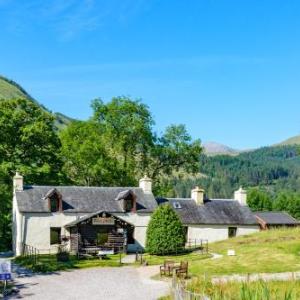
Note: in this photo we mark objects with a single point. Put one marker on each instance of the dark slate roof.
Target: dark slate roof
(82, 199)
(277, 218)
(212, 212)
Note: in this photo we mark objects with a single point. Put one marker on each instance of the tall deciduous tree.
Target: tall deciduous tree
(87, 159)
(165, 233)
(259, 200)
(29, 144)
(28, 141)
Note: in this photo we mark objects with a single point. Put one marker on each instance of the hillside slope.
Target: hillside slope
(276, 168)
(213, 148)
(9, 89)
(295, 140)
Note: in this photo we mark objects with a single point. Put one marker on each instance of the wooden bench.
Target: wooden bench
(182, 269)
(167, 268)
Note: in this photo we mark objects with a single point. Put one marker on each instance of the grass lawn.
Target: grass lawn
(191, 257)
(270, 251)
(48, 263)
(272, 290)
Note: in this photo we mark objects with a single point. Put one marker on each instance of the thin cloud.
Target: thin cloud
(68, 18)
(196, 62)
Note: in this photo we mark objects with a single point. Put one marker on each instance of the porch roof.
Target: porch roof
(88, 216)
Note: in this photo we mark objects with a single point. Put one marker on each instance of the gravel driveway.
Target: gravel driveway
(96, 283)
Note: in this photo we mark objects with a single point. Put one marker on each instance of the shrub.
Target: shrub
(165, 233)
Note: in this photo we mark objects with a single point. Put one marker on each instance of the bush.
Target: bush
(165, 233)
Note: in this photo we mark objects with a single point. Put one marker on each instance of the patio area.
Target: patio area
(94, 283)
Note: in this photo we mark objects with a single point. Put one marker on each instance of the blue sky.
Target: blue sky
(229, 70)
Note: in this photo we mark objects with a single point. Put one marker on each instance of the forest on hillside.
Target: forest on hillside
(118, 145)
(115, 147)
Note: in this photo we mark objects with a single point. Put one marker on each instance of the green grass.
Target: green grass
(258, 290)
(49, 263)
(191, 257)
(264, 252)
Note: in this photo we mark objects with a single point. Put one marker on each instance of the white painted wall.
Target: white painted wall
(16, 227)
(214, 233)
(36, 229)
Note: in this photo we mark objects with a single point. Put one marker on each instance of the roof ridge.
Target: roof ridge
(84, 187)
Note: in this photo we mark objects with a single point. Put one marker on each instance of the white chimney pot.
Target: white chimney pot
(197, 194)
(241, 196)
(146, 184)
(18, 182)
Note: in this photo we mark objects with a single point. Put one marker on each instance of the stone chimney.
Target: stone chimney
(18, 182)
(146, 184)
(241, 196)
(197, 194)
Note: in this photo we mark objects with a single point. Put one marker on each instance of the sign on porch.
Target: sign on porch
(103, 221)
(5, 269)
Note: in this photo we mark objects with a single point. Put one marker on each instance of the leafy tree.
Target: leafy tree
(29, 144)
(288, 201)
(87, 160)
(126, 127)
(28, 141)
(165, 233)
(259, 200)
(117, 146)
(174, 151)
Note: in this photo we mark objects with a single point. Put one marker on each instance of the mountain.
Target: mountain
(9, 89)
(295, 140)
(213, 148)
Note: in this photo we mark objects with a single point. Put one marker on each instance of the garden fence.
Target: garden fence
(31, 253)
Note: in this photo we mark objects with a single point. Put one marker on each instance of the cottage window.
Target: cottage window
(232, 231)
(128, 205)
(55, 235)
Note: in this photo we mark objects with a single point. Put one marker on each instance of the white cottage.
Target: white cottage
(46, 217)
(214, 219)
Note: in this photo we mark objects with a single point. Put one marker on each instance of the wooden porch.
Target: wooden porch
(98, 233)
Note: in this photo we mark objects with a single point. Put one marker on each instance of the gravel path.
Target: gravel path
(96, 283)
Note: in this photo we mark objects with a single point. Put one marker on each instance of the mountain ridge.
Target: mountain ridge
(10, 89)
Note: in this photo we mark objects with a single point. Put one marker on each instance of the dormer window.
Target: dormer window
(54, 203)
(127, 201)
(176, 205)
(54, 200)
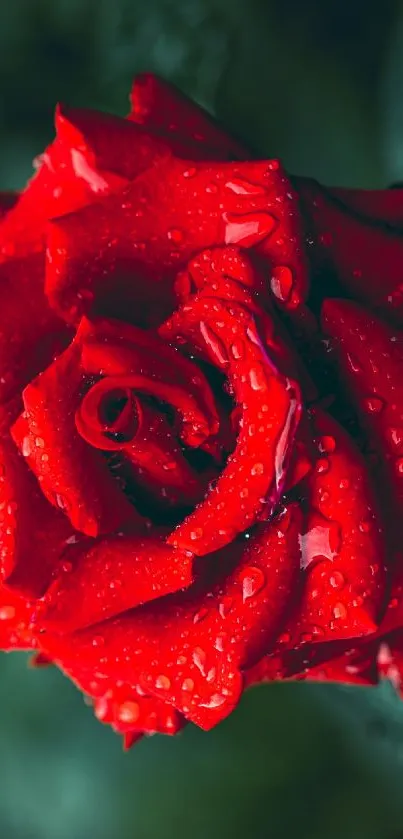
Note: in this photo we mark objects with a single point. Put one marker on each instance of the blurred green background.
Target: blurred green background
(319, 83)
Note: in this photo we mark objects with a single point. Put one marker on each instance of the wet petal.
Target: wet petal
(72, 476)
(189, 653)
(160, 106)
(104, 578)
(156, 224)
(369, 359)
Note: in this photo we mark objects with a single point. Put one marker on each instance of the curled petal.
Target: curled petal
(269, 403)
(146, 439)
(155, 225)
(369, 357)
(72, 476)
(104, 578)
(188, 651)
(343, 551)
(17, 627)
(32, 534)
(30, 333)
(160, 106)
(366, 256)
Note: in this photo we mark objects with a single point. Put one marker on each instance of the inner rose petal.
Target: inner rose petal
(113, 418)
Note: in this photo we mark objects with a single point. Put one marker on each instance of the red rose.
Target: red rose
(201, 419)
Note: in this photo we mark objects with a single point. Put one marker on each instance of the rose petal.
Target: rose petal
(30, 333)
(343, 550)
(159, 105)
(157, 223)
(254, 476)
(369, 356)
(110, 576)
(32, 534)
(72, 476)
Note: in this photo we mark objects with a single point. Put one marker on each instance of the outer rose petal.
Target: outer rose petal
(30, 333)
(72, 476)
(253, 479)
(369, 357)
(104, 578)
(17, 627)
(156, 224)
(366, 256)
(188, 650)
(343, 551)
(32, 534)
(159, 105)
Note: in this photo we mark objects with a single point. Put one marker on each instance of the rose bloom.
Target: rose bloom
(201, 419)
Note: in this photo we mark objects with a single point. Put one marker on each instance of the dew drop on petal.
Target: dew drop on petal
(163, 682)
(175, 235)
(225, 606)
(7, 613)
(128, 712)
(257, 469)
(253, 580)
(281, 282)
(199, 659)
(26, 446)
(339, 611)
(337, 580)
(373, 404)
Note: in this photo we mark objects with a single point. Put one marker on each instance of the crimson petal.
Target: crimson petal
(254, 476)
(159, 105)
(369, 357)
(72, 476)
(110, 576)
(188, 652)
(156, 224)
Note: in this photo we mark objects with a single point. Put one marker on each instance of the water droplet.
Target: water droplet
(247, 230)
(339, 611)
(253, 580)
(337, 580)
(225, 606)
(128, 712)
(200, 615)
(163, 682)
(7, 613)
(216, 700)
(219, 642)
(281, 282)
(373, 404)
(326, 444)
(241, 187)
(26, 446)
(214, 342)
(257, 378)
(396, 436)
(175, 235)
(257, 469)
(238, 349)
(321, 540)
(199, 658)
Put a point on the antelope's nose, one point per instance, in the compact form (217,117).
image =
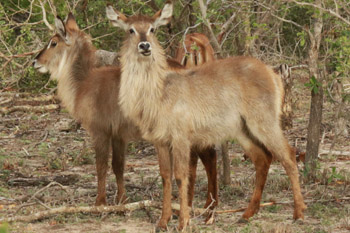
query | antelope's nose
(145,46)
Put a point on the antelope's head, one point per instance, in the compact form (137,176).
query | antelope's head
(140,29)
(54,57)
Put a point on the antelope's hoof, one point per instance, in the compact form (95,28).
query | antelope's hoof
(162,225)
(299,221)
(210,219)
(242,220)
(100,201)
(299,213)
(183,224)
(122,200)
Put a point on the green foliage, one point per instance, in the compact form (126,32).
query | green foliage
(334,175)
(4,228)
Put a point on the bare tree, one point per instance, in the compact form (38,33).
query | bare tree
(314,128)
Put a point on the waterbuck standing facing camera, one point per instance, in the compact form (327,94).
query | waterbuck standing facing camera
(91,96)
(237,97)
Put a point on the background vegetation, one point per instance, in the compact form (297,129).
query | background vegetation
(312,37)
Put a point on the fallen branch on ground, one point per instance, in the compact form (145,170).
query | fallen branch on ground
(333,152)
(135,206)
(81,209)
(29,108)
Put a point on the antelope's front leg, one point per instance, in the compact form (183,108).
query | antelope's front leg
(165,167)
(101,145)
(181,154)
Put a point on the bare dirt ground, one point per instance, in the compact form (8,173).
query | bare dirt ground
(38,148)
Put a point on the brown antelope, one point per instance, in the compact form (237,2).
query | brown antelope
(237,97)
(91,96)
(197,51)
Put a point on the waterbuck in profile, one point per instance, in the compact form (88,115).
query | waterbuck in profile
(91,96)
(237,97)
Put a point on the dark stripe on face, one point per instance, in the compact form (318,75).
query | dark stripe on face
(143,37)
(37,56)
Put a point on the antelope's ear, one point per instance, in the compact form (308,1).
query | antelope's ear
(71,24)
(61,29)
(117,18)
(163,16)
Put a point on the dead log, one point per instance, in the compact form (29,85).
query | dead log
(82,209)
(29,108)
(43,180)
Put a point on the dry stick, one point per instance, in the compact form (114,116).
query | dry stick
(82,209)
(203,8)
(29,108)
(132,207)
(46,187)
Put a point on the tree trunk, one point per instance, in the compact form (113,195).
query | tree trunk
(314,128)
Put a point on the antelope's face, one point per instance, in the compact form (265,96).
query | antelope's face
(50,56)
(140,29)
(53,57)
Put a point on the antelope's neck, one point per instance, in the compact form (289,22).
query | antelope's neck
(73,69)
(142,88)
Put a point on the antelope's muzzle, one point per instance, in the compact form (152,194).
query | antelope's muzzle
(145,48)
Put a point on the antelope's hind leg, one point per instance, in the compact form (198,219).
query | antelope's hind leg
(261,160)
(181,154)
(165,167)
(277,144)
(118,164)
(208,157)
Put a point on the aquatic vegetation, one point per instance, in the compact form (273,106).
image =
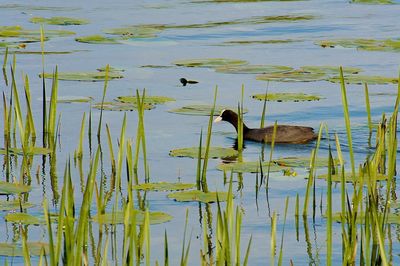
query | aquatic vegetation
(163,186)
(83,76)
(214,152)
(97,39)
(209,62)
(198,195)
(61,21)
(147,100)
(286,97)
(16,250)
(200,109)
(118,217)
(253,69)
(250,167)
(387,45)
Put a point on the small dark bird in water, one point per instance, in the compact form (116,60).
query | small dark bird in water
(185,81)
(284,133)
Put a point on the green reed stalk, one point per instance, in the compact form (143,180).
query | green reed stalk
(106,77)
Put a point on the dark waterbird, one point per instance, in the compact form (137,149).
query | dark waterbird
(284,133)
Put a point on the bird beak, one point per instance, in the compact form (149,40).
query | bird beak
(218,119)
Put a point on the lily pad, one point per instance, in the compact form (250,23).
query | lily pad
(62,21)
(302,162)
(388,45)
(7,188)
(200,196)
(249,167)
(349,178)
(287,97)
(292,76)
(118,106)
(9,205)
(330,70)
(137,31)
(148,99)
(214,152)
(209,62)
(201,109)
(97,39)
(253,69)
(84,76)
(359,79)
(118,217)
(163,186)
(16,250)
(29,151)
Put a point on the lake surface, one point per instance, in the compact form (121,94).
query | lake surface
(166,131)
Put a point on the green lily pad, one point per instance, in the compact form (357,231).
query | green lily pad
(29,151)
(302,162)
(358,79)
(249,167)
(287,97)
(350,179)
(147,99)
(84,76)
(7,188)
(201,109)
(118,217)
(330,70)
(393,218)
(200,196)
(209,62)
(97,39)
(249,42)
(24,218)
(118,106)
(214,152)
(388,45)
(9,205)
(292,76)
(15,250)
(253,69)
(163,186)
(62,21)
(137,31)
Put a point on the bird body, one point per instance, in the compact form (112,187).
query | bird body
(284,133)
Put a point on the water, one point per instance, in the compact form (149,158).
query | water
(165,131)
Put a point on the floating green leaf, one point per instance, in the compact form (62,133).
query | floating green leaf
(118,106)
(148,99)
(302,162)
(201,109)
(292,76)
(253,69)
(62,21)
(359,79)
(97,39)
(200,196)
(249,167)
(163,186)
(118,217)
(13,188)
(15,250)
(287,97)
(209,62)
(9,205)
(28,151)
(84,76)
(214,152)
(388,45)
(349,178)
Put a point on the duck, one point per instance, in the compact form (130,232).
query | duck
(284,133)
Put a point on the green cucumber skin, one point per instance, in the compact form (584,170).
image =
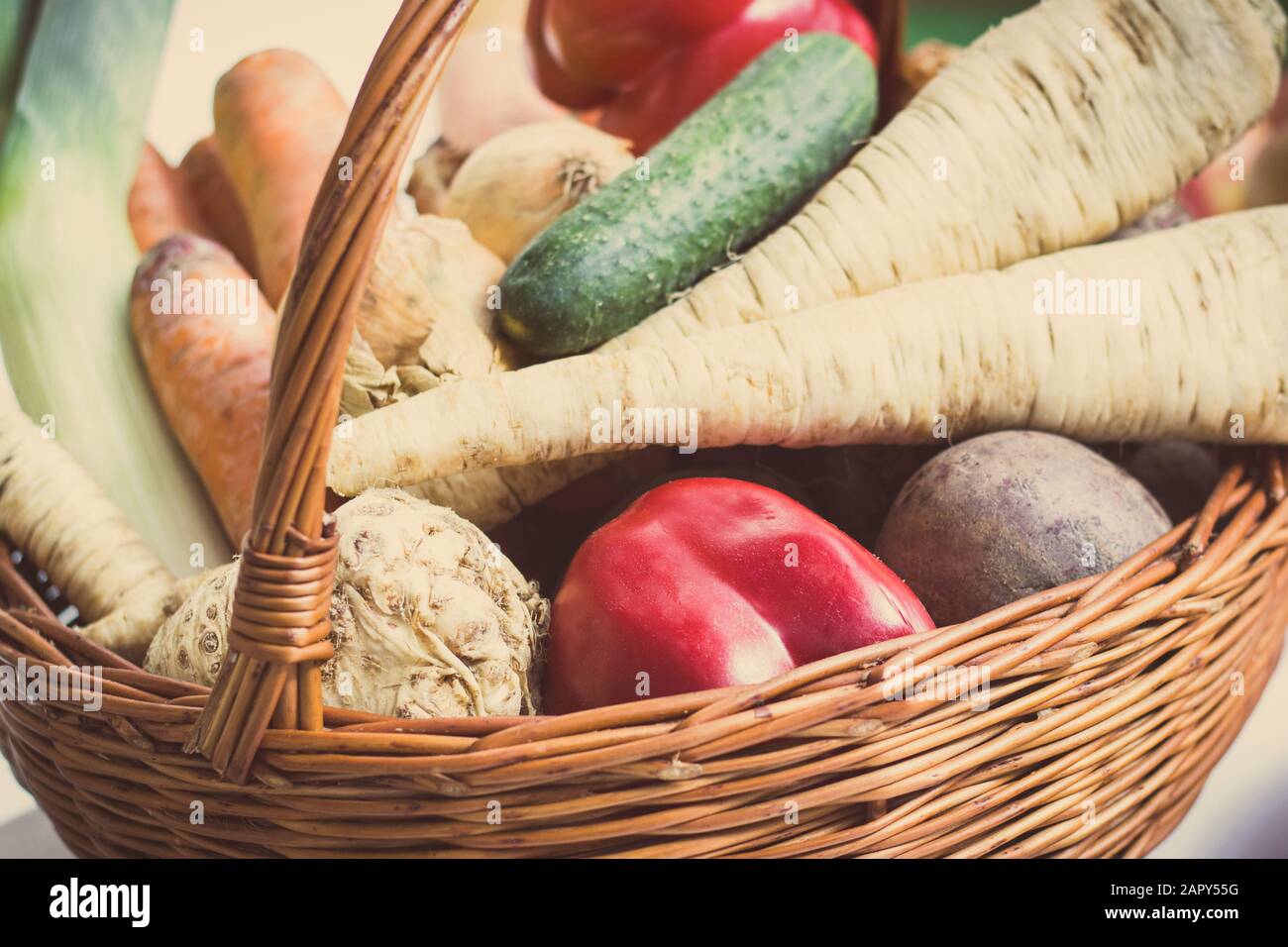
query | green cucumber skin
(728,175)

▶ [What to work on]
Restate word for word the lines in the material above from the one with "sign on porch." to the one with "the gravel path."; both of those lines count, and nothing else does.

▶ [Answer space]
Note: in this photo we mark objects with a single point. Put one marker on each instance of the sign on porch.
Target: sign on porch
(103, 221)
(5, 269)
Note: in this photo we mark objects with a single point. Put one marker on each instance of the leafy tree.
Target: leafy tree
(29, 144)
(288, 201)
(87, 160)
(126, 127)
(28, 141)
(165, 233)
(259, 200)
(117, 146)
(174, 151)
Note: in this photo we mark objects with a single point. Put one marker on each instance of the mountain.
Target: mountain
(9, 89)
(295, 140)
(213, 148)
Note: in this photo we mark objects with a single point. Put one marker on each instance of the garden fence.
Target: garden fence
(31, 253)
Note: in this photo we mark objects with a single point. Put one marker on each instance of the cottage window.
Target: cottage window
(232, 231)
(128, 205)
(55, 235)
Note: in this photo we mark objects with a single point. Put one marker on each instance of the white cottage.
Target: white cottage
(46, 217)
(214, 219)
Note: in this photo we mark objects with a single point. Put one marker on each instance of the wooden porch.
Target: wooden porch
(98, 233)
Note: in this photo we mark objects with a single point. Put one marker on each instance of the gravel path.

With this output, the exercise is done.